- Aim of the exercise
Output begins at the line with "Target: stone step" and ends at the last line of the records below. Copy each line in that span exactly, and leave out pictures.

[Point localization data]
*** Begin section ***

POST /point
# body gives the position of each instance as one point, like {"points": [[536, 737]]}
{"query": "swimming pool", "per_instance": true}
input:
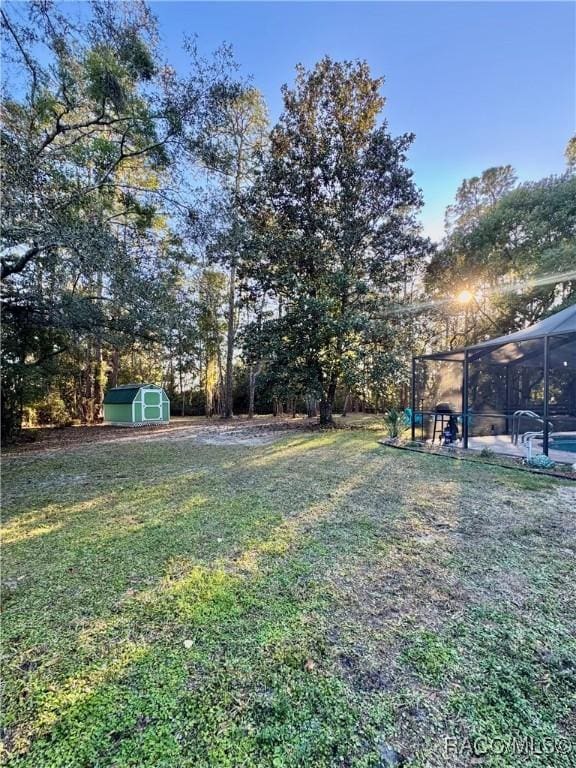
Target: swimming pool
{"points": [[564, 444]]}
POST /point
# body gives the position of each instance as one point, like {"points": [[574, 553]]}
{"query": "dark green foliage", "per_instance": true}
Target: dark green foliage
{"points": [[334, 233]]}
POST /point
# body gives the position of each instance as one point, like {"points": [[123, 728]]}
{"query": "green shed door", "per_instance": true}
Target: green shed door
{"points": [[152, 405]]}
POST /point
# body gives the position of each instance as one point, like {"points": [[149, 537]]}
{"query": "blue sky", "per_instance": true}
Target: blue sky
{"points": [[480, 84]]}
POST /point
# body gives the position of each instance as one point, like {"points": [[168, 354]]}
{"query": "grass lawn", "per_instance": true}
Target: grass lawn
{"points": [[320, 601]]}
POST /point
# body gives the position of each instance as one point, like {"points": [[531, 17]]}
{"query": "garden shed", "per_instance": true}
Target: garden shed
{"points": [[134, 405]]}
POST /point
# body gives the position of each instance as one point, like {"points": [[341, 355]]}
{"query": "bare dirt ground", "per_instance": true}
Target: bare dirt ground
{"points": [[261, 430]]}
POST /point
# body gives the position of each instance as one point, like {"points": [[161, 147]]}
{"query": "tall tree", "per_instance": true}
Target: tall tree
{"points": [[333, 217], [475, 196], [518, 258], [233, 140]]}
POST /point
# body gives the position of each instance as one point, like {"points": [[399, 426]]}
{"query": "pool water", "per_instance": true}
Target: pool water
{"points": [[564, 444]]}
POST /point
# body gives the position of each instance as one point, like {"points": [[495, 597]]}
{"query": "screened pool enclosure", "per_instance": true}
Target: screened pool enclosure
{"points": [[515, 393]]}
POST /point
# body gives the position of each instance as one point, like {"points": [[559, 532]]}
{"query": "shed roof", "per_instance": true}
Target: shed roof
{"points": [[125, 393]]}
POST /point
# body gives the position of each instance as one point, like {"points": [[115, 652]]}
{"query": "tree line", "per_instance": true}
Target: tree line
{"points": [[156, 227]]}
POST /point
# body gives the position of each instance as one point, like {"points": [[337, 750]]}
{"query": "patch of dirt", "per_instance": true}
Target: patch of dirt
{"points": [[240, 431]]}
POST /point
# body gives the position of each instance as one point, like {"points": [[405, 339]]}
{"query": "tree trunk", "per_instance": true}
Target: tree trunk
{"points": [[98, 391], [311, 407], [229, 381], [253, 372], [115, 368], [325, 412], [346, 404], [327, 404]]}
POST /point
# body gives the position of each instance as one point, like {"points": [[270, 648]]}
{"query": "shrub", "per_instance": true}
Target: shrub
{"points": [[393, 421], [52, 410]]}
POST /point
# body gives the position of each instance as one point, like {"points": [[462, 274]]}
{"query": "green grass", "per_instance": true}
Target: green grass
{"points": [[314, 602]]}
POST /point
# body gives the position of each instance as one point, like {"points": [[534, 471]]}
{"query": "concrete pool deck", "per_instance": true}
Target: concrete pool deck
{"points": [[502, 444]]}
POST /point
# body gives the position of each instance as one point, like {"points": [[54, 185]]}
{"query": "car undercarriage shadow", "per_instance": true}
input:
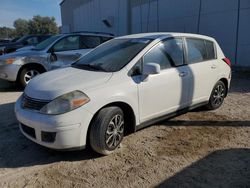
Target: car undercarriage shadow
{"points": [[222, 168]]}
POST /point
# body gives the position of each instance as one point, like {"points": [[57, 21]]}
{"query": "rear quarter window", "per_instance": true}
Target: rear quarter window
{"points": [[196, 50], [210, 50], [88, 42]]}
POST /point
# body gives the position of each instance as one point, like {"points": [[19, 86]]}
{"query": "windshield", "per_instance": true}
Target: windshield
{"points": [[43, 45], [113, 55]]}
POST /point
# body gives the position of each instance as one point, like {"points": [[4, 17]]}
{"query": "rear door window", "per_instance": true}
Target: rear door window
{"points": [[196, 50]]}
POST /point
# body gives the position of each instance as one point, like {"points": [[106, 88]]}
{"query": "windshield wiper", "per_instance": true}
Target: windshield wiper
{"points": [[89, 66]]}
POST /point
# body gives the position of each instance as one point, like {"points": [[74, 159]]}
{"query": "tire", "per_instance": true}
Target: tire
{"points": [[107, 130], [27, 74], [217, 96]]}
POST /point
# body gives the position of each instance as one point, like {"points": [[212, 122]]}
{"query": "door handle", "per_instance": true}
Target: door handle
{"points": [[183, 74], [213, 66]]}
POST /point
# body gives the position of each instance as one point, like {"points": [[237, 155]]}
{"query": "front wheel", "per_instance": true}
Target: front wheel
{"points": [[27, 74], [217, 96], [107, 130]]}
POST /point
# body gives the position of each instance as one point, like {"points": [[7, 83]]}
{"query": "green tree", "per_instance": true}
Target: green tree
{"points": [[21, 27], [42, 25]]}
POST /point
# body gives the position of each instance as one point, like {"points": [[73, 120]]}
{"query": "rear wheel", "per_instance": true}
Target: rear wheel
{"points": [[217, 97], [107, 130], [27, 74]]}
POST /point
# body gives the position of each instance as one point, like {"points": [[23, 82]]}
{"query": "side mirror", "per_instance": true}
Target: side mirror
{"points": [[25, 43], [151, 68]]}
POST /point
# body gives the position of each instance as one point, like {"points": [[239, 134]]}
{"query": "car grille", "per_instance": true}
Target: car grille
{"points": [[33, 104]]}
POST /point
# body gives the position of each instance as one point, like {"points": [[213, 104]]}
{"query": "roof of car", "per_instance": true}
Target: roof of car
{"points": [[158, 35], [88, 34]]}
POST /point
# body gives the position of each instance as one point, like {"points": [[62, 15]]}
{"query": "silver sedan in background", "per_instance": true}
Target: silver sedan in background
{"points": [[55, 52]]}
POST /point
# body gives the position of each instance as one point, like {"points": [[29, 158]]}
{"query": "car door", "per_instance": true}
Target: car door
{"points": [[166, 92], [65, 52], [201, 59]]}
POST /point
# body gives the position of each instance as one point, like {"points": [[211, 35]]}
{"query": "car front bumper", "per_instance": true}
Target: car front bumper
{"points": [[9, 72], [61, 132]]}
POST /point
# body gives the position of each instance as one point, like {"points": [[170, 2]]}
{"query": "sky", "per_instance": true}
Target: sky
{"points": [[10, 10]]}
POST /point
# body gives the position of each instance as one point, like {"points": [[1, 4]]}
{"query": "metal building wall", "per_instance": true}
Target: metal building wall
{"points": [[226, 20], [88, 15]]}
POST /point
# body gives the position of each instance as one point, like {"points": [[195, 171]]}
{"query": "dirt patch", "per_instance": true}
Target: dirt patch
{"points": [[197, 149]]}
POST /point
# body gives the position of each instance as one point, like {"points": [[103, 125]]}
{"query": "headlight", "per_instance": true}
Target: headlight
{"points": [[15, 60], [65, 103]]}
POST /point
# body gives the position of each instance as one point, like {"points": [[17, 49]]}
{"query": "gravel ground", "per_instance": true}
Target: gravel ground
{"points": [[197, 149]]}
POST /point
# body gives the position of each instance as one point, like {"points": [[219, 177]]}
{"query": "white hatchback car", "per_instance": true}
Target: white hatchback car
{"points": [[121, 86]]}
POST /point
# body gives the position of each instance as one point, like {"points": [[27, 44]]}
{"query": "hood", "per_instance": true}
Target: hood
{"points": [[53, 84], [22, 53]]}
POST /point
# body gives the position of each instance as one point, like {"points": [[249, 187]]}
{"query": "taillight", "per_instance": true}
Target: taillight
{"points": [[227, 61]]}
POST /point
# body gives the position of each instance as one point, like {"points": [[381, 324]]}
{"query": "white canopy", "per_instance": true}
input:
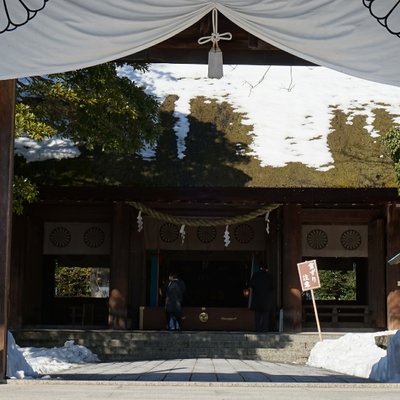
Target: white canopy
{"points": [[357, 37]]}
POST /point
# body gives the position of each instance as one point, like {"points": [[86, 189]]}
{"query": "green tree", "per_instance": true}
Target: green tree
{"points": [[97, 109], [336, 285], [72, 281], [392, 142]]}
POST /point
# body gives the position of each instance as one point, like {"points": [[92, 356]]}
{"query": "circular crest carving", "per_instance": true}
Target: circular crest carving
{"points": [[94, 237], [60, 237], [206, 234], [350, 239], [169, 232], [317, 239], [244, 233]]}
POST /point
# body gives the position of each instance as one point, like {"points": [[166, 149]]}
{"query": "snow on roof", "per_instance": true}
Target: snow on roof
{"points": [[289, 108]]}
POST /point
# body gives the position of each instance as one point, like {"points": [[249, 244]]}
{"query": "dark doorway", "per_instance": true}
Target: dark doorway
{"points": [[213, 279]]}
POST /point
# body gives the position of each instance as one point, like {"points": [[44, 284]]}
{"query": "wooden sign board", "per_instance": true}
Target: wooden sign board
{"points": [[308, 273]]}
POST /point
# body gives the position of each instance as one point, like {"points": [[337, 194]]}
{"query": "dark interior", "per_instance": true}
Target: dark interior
{"points": [[212, 279]]}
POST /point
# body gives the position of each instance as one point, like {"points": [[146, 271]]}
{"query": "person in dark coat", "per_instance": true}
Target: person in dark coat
{"points": [[261, 295], [174, 292]]}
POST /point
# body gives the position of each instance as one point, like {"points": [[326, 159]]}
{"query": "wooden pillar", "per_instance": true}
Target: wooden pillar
{"points": [[119, 280], [7, 116], [291, 255], [393, 271], [376, 273], [138, 272]]}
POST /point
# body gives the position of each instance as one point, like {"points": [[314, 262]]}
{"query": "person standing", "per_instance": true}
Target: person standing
{"points": [[261, 295], [174, 292]]}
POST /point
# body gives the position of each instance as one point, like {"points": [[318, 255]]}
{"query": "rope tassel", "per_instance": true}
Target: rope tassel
{"points": [[215, 59]]}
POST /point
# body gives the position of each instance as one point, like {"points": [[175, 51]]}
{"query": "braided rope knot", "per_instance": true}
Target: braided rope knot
{"points": [[215, 37]]}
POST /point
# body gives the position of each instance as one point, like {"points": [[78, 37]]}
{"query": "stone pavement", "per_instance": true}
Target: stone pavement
{"points": [[198, 379], [204, 370]]}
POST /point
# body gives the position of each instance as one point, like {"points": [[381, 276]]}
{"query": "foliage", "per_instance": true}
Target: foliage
{"points": [[24, 191], [94, 107], [392, 142], [336, 285], [72, 281], [218, 153]]}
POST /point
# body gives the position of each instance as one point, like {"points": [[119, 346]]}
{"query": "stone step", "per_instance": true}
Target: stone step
{"points": [[111, 345]]}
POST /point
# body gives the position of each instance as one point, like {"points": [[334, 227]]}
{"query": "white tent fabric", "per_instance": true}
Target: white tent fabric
{"points": [[357, 37]]}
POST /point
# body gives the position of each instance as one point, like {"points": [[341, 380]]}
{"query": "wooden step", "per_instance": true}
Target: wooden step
{"points": [[117, 345]]}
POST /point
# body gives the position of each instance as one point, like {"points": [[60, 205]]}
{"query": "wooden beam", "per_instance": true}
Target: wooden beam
{"points": [[291, 255], [7, 116]]}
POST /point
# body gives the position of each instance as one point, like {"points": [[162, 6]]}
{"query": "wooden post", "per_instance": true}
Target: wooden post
{"points": [[393, 271], [7, 116], [316, 314], [291, 290]]}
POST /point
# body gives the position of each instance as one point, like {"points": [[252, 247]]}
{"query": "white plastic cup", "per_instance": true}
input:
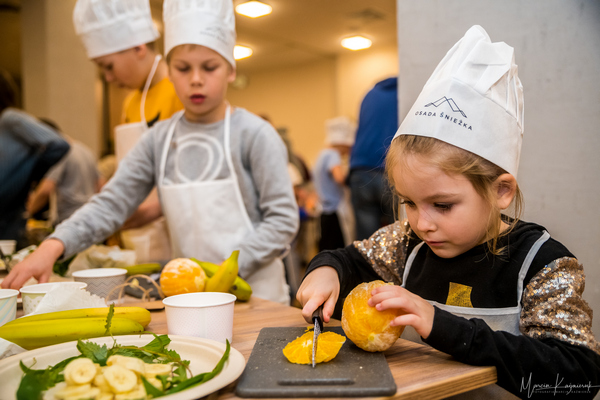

*** End section ***

- Task output
Target: stone step
{"points": [[111, 345]]}
POST /point
# body gives the position of each instance as one point, like {"points": [[334, 227]]}
{"query": "white tent fabric", "per_instance": true}
Target: white tent fabric
{"points": [[357, 37]]}
POST /point
# body gives the position of each instance as one point, like {"points": [[341, 380]]}
{"query": "wooden step", "per_instance": true}
Target: wooden step
{"points": [[117, 345]]}
POST /point
# body gives the position of each instance as one point, like {"points": [[60, 205]]}
{"query": "wooden beam", "per_instance": true}
Target: wooden beam
{"points": [[291, 255], [7, 116]]}
POST /point
# body gives the position of each instance as one point, like {"points": [[162, 6]]}
{"query": "wooden post", "per_instance": true}
Target: wooden post
{"points": [[393, 271], [7, 116], [316, 314], [291, 290]]}
POST /point
# body gives the position of each instance as one point, like {"points": [[252, 247]]}
{"query": "white plastic cup", "per_instance": true}
input:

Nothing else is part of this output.